Task prompt: Word for word, copy each record that comes after this.

[Dataset excerpts]
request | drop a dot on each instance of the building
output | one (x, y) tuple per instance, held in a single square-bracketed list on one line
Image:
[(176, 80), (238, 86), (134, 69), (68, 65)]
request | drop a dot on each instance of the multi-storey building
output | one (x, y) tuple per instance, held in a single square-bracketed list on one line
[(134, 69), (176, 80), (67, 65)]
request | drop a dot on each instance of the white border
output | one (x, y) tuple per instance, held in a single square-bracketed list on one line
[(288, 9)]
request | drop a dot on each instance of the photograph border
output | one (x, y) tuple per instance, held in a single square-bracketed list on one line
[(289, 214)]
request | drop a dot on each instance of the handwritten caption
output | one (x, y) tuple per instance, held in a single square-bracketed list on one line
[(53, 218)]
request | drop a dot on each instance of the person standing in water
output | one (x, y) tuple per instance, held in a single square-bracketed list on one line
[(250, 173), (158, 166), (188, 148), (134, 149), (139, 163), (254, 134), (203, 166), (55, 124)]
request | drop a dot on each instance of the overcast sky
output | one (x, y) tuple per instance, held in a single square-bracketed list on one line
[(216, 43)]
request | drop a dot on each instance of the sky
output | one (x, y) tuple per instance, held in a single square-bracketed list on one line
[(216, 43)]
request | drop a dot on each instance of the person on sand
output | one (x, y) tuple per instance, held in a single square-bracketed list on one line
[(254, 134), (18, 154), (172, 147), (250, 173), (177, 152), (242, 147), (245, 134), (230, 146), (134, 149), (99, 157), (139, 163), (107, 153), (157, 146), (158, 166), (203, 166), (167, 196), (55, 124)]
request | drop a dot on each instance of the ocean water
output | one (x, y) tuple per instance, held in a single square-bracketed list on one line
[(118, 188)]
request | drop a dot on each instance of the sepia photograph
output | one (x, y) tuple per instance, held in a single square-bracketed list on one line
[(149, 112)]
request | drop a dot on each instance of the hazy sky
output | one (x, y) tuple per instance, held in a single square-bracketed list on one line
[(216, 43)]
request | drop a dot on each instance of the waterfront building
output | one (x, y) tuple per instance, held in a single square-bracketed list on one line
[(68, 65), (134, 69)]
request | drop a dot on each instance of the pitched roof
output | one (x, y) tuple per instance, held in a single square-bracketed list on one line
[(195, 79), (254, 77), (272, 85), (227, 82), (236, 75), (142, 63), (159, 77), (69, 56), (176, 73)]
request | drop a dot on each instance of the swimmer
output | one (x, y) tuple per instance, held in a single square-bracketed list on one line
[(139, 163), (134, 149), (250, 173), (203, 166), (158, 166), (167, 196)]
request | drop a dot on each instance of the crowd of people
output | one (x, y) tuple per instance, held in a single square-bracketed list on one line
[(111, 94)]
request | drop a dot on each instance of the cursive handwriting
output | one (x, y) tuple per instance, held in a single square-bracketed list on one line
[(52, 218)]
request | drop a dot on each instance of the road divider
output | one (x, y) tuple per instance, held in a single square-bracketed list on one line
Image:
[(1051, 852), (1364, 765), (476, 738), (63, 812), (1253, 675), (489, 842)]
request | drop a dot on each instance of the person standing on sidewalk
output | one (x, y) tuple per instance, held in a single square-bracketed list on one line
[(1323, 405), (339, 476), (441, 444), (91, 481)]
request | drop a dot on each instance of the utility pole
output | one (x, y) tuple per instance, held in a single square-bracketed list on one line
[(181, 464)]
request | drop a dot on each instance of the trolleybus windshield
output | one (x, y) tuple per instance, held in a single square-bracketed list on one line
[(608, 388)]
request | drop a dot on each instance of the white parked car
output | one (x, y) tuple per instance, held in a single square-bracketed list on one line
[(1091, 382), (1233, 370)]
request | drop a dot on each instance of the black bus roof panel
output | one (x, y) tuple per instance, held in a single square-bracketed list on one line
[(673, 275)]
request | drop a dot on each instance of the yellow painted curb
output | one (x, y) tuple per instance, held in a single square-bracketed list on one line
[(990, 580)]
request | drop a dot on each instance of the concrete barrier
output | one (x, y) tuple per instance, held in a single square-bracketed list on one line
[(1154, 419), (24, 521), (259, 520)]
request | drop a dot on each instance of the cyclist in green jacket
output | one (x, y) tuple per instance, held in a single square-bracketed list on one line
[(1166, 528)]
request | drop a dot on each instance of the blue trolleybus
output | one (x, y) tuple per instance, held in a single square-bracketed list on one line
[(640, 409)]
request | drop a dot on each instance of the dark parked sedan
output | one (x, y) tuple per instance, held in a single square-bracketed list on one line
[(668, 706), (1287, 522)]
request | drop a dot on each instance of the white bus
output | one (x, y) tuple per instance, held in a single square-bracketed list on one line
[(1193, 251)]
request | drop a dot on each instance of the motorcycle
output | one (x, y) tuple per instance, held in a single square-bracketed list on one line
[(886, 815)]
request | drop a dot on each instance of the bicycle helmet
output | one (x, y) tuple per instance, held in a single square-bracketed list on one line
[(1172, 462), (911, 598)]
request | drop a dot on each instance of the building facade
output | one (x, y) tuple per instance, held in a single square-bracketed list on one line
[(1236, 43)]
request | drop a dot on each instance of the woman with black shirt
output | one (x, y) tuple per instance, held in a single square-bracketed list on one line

Written response:
request | drop a dot on each instance of the building
output | one (x, y) tuple per instance, held in a single square-bracketed list on one line
Image:
[(176, 80), (238, 86), (134, 69), (68, 65)]
request | drop a dot on each instance of the multi-storey building
output | one (x, y) tuple per instance, held in a single square-bracketed list on one line
[(134, 69), (176, 80), (67, 65)]
request | drop a dot on each instance of the white border
output | one (x, y) tuple per instance, held in a single square-bracketed list on one line
[(288, 9)]
request | drop a dot on each instance of the photograph border
output | one (x, y) tuple per instance, held in a single square-bracketed list on one line
[(289, 214)]
request | drop a dot on each instance of the handwritten caption
output | one (x, y) tuple per instance, held in a single square-bracketed list on one line
[(53, 218)]
request | drop a dot on each instance of the person standing in water
output | one (x, y) tuple per instance, held in a single square-bracketed list on one line
[(250, 173), (158, 166), (188, 148), (134, 149), (139, 163), (254, 134), (203, 166), (55, 124)]
request | drop a dot on each instance of the overcast sky
output | one (x, y) tuple per instance, held in a single square-bracketed list on one line
[(216, 43)]
request | drop a dot on each instance of the sky
output | one (x, y) tuple per instance, held in a single square-bracketed list on one line
[(216, 43)]
request | drop a dot on each instance of the person on sand
output | one (x, y) tuple per instance, held in a single square-bracketed list on one line
[(254, 134), (18, 154), (172, 147), (250, 173), (177, 152), (242, 147), (245, 134), (230, 146), (134, 149), (99, 157), (139, 163), (107, 153), (157, 146), (158, 166), (203, 166), (167, 196), (55, 124)]
request | drop a dot on each instance of the ocean water
output | one (x, y) tuple per instance, held in a single square-bracketed list on one line
[(118, 188)]
request | drop a dot on each instance of the sepia photograph
output | one (x, y) tuple per instance, held in a single square-bracketed list on one line
[(149, 112)]
request | drop a dot on each instance of the hazy sky
output | one (x, y) tuple per instance, held in a single square-bracketed list on one line
[(216, 43)]
request | drop a dot on each instance of the waterfront building
output | one (x, y) tuple per instance, held in a single square-bracketed list on one line
[(68, 65), (134, 69)]
request | drop a dot on each instance of the pitched roof
output | one (x, y) tuple per instance, held in a single square-bracketed list on one line
[(195, 79), (254, 77), (272, 85), (227, 82), (236, 75), (142, 63), (159, 77), (69, 56), (176, 73)]
request | drop a dot on each instance of the swimmer
output | one (x, y) tuple per instance, held in a single square-bracketed list on one line
[(139, 163), (134, 149), (250, 173), (203, 166), (158, 166), (167, 196)]
request | drop a dot on each instance of the crowd of people
output | one (x, y) tuple per instance, held in a single square-bracketed list on one line
[(111, 94)]
request | drop a dot on each instance of the cursive handwriting
output | one (x, y) tuple per instance, held in a single square-bracketed list on one line
[(52, 218)]
request | drop a dot on each instance of the road divider
output | one (x, y) tuple per instance, held in a single square-bracketed list on one line
Image:
[(1051, 852), (1364, 765), (476, 738), (63, 812), (1253, 675), (489, 842)]
request | drop a dot on each instance of the person standing on sidewalk
output | one (x, y) tuple per instance, held in a single square-bracketed list on one line
[(1323, 405), (339, 476), (441, 444), (91, 481)]
request | drop a dot on each instance of the utility pole
output | one (x, y) tuple per instance, held in a single square-bracketed list on one line
[(181, 464)]
request | drop a dot on each instance of the trolleybus windshield
output | one (x, y) tuple per instance, held in a single square-bracketed list on one line
[(608, 388)]
request | drop a dot on each instance of the white parked car
output | one (x, y) tuple per instance, held in a single square-bracketed list on one line
[(1091, 382), (1233, 370)]
request | drop a dot on each instance of the black bus roof panel
output | one (x, y) tuple per instance, held in a single square-bracketed list on one line
[(673, 275)]
request | drop a dot on each instance of the yellow painted curb
output | one (x, y) tuple per instance, held in a single square-bracketed list on one line
[(990, 580)]
request | drop a dot on each instance of the concrete barrier
output | one (x, y) tuple per instance, held in a single square-bracketed list on one line
[(1154, 419), (24, 521), (259, 520)]
request | drop a dot on each instance of the cyclist in green jacket
output | one (x, y) tuple per instance, held in a single square-bracketed list on one line
[(1166, 528)]
request | drop a dot on each instance of the blue trolleybus
output | one (x, y) tuple per instance, held in a single square-bracketed list on one line
[(640, 409)]
request | drop a dot on each instance of the dark parked sedan
output | one (x, y) tuple per instance, held in a single square-bracketed list on one line
[(668, 706), (1287, 522)]
request | drop a dot on each instance of the white bus
output | one (x, y) tuple per instance, held in a single square-bracketed list on one line
[(1193, 251)]
request | drop a dot on each instance of the motorcycle
output | one (x, y) tuple per instance, held in a single square-bracketed list on one line
[(886, 815)]
request | drop a dot on each instance of the bicycle helmet
output | one (x, y) tuple per instance, held in a single square-bracketed list on one line
[(1172, 462), (911, 598)]
request | drop a dot on each instance of the building facade
output | one (x, y) tuple per instance, held in a single square-bracketed list on one line
[(1236, 43)]
request | drop a dot on each instance of the woman with black shirt
output | one (x, y) tuple per instance, held in a single square-bracketed list on one line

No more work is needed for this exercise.